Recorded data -
# # # # # # #
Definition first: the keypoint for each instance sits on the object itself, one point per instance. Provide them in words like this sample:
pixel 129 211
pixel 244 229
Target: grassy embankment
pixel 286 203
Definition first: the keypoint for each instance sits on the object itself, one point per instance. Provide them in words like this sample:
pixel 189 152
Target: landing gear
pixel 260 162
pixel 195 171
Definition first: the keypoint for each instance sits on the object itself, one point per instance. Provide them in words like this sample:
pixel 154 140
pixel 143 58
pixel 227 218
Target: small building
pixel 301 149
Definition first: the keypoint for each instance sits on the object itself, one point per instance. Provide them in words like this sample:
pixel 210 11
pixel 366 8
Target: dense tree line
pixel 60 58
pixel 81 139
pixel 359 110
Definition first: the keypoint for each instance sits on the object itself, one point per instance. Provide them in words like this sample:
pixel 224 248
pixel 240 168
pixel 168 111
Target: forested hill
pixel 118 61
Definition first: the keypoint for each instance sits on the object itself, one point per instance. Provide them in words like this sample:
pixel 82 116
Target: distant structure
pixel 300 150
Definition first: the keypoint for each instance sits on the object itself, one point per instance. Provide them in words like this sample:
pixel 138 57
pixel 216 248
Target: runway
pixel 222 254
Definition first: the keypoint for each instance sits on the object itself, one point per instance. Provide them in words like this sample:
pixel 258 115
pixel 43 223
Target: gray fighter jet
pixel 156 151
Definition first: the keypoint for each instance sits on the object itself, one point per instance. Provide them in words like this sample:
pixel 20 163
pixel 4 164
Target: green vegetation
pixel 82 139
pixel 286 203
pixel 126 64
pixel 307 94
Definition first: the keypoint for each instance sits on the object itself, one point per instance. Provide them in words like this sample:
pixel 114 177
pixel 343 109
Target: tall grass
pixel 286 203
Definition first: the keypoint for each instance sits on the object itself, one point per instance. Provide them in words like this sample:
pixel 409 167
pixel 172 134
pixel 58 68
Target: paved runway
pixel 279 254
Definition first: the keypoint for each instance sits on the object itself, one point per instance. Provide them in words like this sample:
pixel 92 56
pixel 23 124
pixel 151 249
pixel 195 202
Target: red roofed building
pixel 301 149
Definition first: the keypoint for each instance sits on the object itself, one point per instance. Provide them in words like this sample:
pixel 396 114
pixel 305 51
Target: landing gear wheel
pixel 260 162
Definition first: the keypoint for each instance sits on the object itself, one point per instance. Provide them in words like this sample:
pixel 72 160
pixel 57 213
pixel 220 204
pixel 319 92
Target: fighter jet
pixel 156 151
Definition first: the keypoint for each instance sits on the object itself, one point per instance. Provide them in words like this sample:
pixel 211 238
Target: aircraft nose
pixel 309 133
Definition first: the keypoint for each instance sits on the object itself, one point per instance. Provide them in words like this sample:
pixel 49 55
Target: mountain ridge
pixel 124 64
# # # # # # #
BRIEF - Copy the whole listing above line for line, leaving nothing out and changing nothing.

TASK SOLUTION -
Definition first: the keypoint for each instance sits on the object itself, one point per instance. Provide them in words like this sample:
pixel 129 211
pixel 244 229
Target: grassy embankment
pixel 286 203
Definition first: the keypoint for each instance sits on the object itself, one point per instance. Provide them in words like this sample:
pixel 189 152
Target: landing gear
pixel 260 162
pixel 195 171
Definition first: the keypoint for each instance sits on the object itself, one point per instance. Provide them in words like this sample:
pixel 154 140
pixel 143 58
pixel 227 218
Target: small building
pixel 301 149
Definition first: the keypoint for each instance sits on the object itself, one point per instance. Provide them in words like this sample:
pixel 210 11
pixel 366 8
Target: dense tree line
pixel 60 58
pixel 81 139
pixel 359 110
Definition first: the keypoint for each instance sits on the object itself, one point per instance. Provide them in words like this sample:
pixel 224 248
pixel 240 168
pixel 168 111
Target: forested hill
pixel 118 61
Definition first: the keypoint for each instance sits on the object itself, one point per instance. Provide them in words like this sample:
pixel 82 116
Target: distant structure
pixel 300 150
Definition first: the keypoint for each instance sits on the object itself, one point per instance. Provide them in words like this sample:
pixel 138 57
pixel 216 248
Target: runway
pixel 222 254
Definition first: the keypoint for each instance sits on the object itself, one point per instance. Provide them in words like this sample:
pixel 258 115
pixel 43 223
Target: gray fighter jet
pixel 156 151
Definition first: the keypoint for each instance sits on the object itself, one point per instance. Provide them in words like this sample:
pixel 20 163
pixel 4 164
Target: green vegetation
pixel 82 139
pixel 286 203
pixel 126 64
pixel 307 94
Definition first: the keypoint for each instance sits on the object itself, one point per instance. Provide them in words like this sample:
pixel 114 177
pixel 343 109
Target: tall grass
pixel 286 203
Definition first: the keypoint for each instance sits on the object itself, one point per instance. Provide them in words like this sample:
pixel 409 167
pixel 172 134
pixel 58 68
Target: paved runway
pixel 279 254
Definition first: the keypoint for each instance sits on the object itself, one point per instance. Provide them in words like this sample:
pixel 92 56
pixel 23 124
pixel 151 249
pixel 195 202
Target: red roofed building
pixel 301 149
Definition first: the keypoint for each instance sits on the object itself, one point per instance. Provide them in words like this sample:
pixel 396 114
pixel 305 51
Target: landing gear wheel
pixel 260 162
Definition first: the keypoint for each instance sits on the object itself, one point per instance. Provide them in words like this sample:
pixel 72 160
pixel 57 213
pixel 220 204
pixel 319 92
Target: fighter jet
pixel 156 151
Definition first: the keypoint for each instance sits on the object itself, one point per instance. Provide them in words like this sample:
pixel 211 238
Target: aircraft nose
pixel 309 133
Definition first: the keypoint for each instance sits on the object itself, one point per instance. Provide them in words like this sample:
pixel 49 55
Target: mountain ridge
pixel 124 64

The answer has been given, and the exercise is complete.